**Bacaan**
* * * * * * * * *

Saturday, August 9, 2014

Analisis Kritis Masalah Tawuran Pelajar di Tinjau Dari Filsafat

Publiser angga Debby Frayudha


BAB I PENDAHULUAN

A.    LATAR BELAKANG


Tawuran pelajar. Kata-kata ini sudah ada sejak dulu kala hingga kini. Bila kita melihat atau memperhatikan di berita-berita media elektronik atau media cetak baru-baru ini ataupun secara langsung dilingkungan sekitar kita lebih khususnya di wilayah perkotaan. Tentu kita akan mendapati sebuah berita atau fenomena yang dapat dikatakan klasik tentang perkelahian remaja sekolah yang melibatkan banyak remaja yaitu tawuran pelajar. Mengapa saya katakan klasik karena peristiwa tersebut sudah kerap sekali terjadi. Dari perkelahian tersebut banyak memakan korban baik luka ringan sampai pada kematian. Akibat dari hal tersebut sudah tentu sangat menghawatirkan segenap lapisan masyarakat bahkan sampai ke tingkat yang lebih tinggi, mengancam masa depan bangsa dan Negara Indonesia  karena menyangkut masa depan generasi muda yang moralnya kian merosot.

* * * * * * * * *

**Bahan Tugas**
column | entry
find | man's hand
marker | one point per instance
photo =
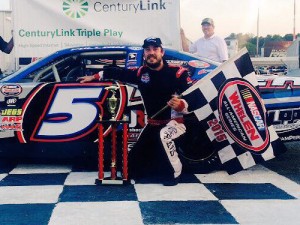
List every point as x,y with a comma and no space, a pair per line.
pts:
176,103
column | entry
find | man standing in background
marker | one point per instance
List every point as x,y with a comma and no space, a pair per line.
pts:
210,46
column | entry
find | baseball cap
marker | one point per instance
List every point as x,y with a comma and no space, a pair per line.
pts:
207,21
152,41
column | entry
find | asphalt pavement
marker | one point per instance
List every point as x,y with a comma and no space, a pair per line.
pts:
64,193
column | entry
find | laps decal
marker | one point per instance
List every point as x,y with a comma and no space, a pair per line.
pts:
242,114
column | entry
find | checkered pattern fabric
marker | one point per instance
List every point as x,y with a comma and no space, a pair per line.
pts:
203,99
52,194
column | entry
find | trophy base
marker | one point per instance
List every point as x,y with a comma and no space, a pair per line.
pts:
109,181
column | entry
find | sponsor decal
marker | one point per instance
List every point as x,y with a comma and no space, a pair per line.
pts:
145,78
118,7
198,64
13,127
285,120
75,9
11,112
281,83
11,90
135,48
243,115
11,101
132,56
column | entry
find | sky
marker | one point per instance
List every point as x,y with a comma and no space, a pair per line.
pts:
235,16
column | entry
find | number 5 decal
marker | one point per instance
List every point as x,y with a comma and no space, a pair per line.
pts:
69,115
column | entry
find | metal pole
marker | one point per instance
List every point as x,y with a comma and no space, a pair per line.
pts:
257,35
294,29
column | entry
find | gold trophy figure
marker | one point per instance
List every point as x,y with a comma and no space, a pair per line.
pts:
113,101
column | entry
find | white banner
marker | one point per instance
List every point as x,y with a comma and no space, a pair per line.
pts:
42,27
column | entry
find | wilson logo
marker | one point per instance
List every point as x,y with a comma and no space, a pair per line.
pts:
243,115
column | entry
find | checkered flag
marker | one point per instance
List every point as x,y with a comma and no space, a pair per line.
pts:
229,107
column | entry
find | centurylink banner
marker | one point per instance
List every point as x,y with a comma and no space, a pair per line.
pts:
42,27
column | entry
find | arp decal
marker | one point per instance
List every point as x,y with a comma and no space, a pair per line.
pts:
198,64
69,112
11,90
243,115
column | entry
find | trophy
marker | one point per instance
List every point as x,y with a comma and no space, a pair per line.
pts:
113,101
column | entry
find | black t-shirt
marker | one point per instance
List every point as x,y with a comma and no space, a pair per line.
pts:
156,87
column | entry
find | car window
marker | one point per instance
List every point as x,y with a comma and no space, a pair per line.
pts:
69,68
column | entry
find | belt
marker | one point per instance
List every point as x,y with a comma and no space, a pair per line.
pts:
164,122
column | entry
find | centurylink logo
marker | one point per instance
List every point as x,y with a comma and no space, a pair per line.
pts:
75,8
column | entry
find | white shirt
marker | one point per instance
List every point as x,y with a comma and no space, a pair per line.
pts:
213,48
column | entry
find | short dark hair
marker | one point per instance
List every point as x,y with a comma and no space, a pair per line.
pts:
154,41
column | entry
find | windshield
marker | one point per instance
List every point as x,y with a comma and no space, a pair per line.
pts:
9,76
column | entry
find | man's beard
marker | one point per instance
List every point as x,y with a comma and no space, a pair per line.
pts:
153,65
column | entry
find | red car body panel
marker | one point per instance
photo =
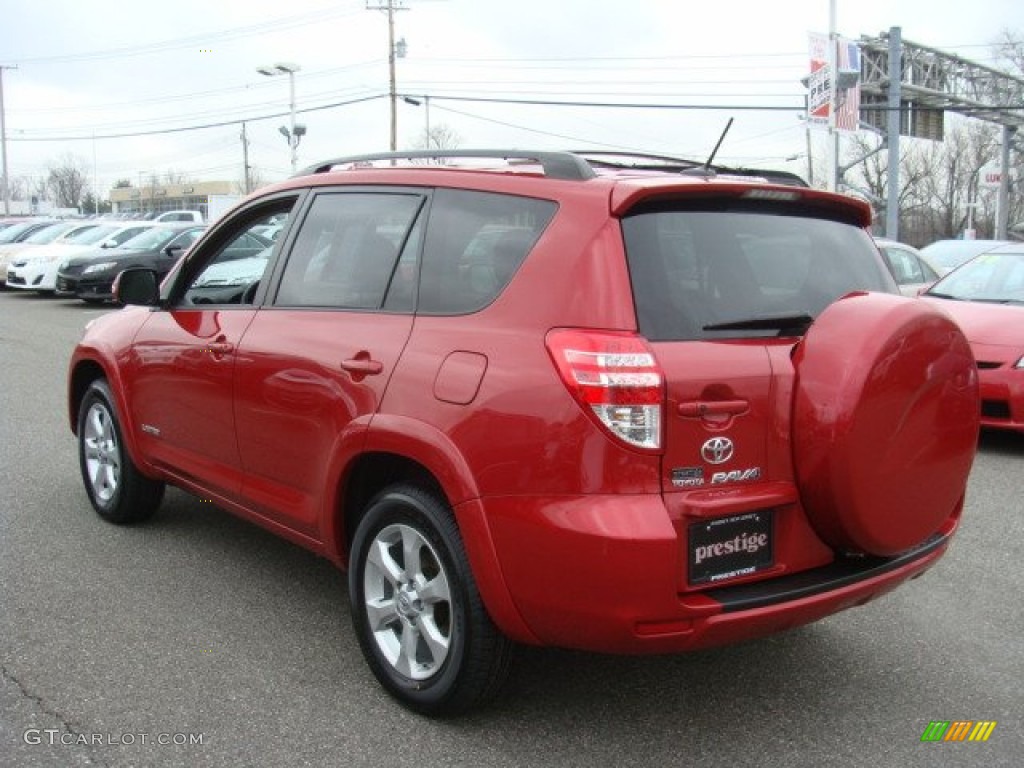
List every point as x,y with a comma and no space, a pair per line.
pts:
996,338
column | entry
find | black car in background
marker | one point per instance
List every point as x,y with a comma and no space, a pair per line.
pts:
90,276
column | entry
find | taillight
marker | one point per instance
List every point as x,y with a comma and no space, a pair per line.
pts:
615,377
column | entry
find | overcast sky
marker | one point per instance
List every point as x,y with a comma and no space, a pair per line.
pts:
103,68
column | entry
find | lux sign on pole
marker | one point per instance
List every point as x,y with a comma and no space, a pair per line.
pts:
820,83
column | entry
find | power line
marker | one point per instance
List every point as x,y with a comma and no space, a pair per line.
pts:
183,129
285,23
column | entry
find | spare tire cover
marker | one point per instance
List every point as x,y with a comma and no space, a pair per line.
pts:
885,423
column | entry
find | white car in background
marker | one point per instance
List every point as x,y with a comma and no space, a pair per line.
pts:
37,269
949,254
55,231
912,270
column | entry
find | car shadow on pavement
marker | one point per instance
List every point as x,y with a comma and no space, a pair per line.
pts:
1000,441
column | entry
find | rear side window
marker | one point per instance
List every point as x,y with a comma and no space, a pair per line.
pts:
346,253
475,243
693,269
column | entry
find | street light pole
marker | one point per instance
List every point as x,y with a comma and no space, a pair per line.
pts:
293,133
3,145
394,50
390,66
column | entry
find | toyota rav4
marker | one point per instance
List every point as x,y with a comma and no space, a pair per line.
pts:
617,404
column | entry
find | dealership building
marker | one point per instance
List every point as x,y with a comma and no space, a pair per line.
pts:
159,198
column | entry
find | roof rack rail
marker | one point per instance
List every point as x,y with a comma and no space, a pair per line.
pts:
605,158
646,162
559,165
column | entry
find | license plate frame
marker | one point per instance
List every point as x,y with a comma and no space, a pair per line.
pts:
726,548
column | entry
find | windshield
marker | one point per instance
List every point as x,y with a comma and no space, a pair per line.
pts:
151,240
991,276
721,273
12,232
92,235
949,254
48,233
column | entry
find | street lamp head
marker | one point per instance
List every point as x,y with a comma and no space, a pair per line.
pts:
282,68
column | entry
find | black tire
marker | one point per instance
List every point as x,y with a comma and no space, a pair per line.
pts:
119,493
430,641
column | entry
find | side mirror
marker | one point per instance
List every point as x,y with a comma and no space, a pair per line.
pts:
137,286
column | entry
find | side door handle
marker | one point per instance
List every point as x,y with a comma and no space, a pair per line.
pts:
220,347
361,366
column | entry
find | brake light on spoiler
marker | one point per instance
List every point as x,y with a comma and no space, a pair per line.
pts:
616,379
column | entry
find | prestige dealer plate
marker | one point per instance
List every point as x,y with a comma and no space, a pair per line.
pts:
730,547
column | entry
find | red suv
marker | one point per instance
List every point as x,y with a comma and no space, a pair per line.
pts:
529,397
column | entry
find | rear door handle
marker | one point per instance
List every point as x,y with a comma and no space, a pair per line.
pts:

* * * * * * * * *

**Soal Latihan**
**A.** Salin kembali seluruh bacaan tentang tawuran pelajar di atas tanpa mengubah apa pun.
**B.** Temukan setiap baris dalam catatan yang memuat kata "tire", lalu tuliskan baris-baris tersebut. Bedakan huruf besar dan huruf kecil.
Catatan di atas sama sekali tidak berhubungan dengan bacaan.

**Jawaban Tiap Soal**
**A.**
Saturday, August 9, 2014

Analisis Kritis Masalah Tawuran Pelajar di Tinjau Dari Filsafat

Publiser angga Debby Frayudha


BAB I PENDAHULUAN

A.    LATAR BELAKANG


Tawuran pelajar. Kata-kata ini sudah ada sejak dulu kala hingga kini. Bila kita melihat atau memperhatikan di berita-berita media elektronik atau media cetak baru-baru ini ataupun secara langsung dilingkungan sekitar kita lebih khususnya di wilayah perkotaan. Tentu kita akan mendapati sebuah berita atau fenomena yang dapat dikatakan klasik tentang perkelahian remaja sekolah yang melibatkan banyak remaja yaitu tawuran pelajar. Mengapa saya katakan klasik karena peristiwa tersebut sudah kerap sekali terjadi. Dari perkelahian tersebut banyak memakan korban baik luka ringan sampai pada kematian. Akibat dari hal tersebut sudah tentu sangat menghawatirkan segenap lapisan masyarakat bahkan sampai ke tingkat yang lebih tinggi, mengancam masa depan bangsa dan Negara Indonesia  karena menyangkut masa depan generasi muda yang moralnya kian merosot.

**B.**
find | spare tire cover
find | black tire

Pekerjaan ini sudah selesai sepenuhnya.